> Aim of the exercise
Find the lines below that contain the string "with". Copy each one.

> Referring expression pointing data

--- START ---

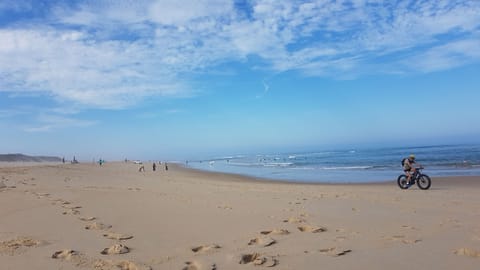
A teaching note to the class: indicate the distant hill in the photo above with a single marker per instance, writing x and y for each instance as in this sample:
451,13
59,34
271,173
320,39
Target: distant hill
25,158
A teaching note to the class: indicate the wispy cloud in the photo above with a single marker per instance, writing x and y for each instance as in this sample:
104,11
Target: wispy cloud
51,122
112,54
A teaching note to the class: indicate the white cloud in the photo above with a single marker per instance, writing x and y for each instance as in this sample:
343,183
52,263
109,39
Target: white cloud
51,122
112,54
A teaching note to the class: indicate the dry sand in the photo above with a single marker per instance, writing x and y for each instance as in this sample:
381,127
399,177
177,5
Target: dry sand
113,217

--- END ---

> Solution below
A teaching note to the class: indicate the distant hill in the photo above with a single marker per instance, writing x and y for each instance as in this sample:
A teaching note to the class: indicate the wispy cloud in the photo above with a single marker per instance, writing x and y for each instance as in this sample:
A teaching note to the class: indicate the white cloud in the photo above with a single marker per instance, writing x and y for each instance as in this sample:
A teaching note to the class: indicate the dry sand in the photo above with a single marker per instance, writing x and y for each instance as in this sample:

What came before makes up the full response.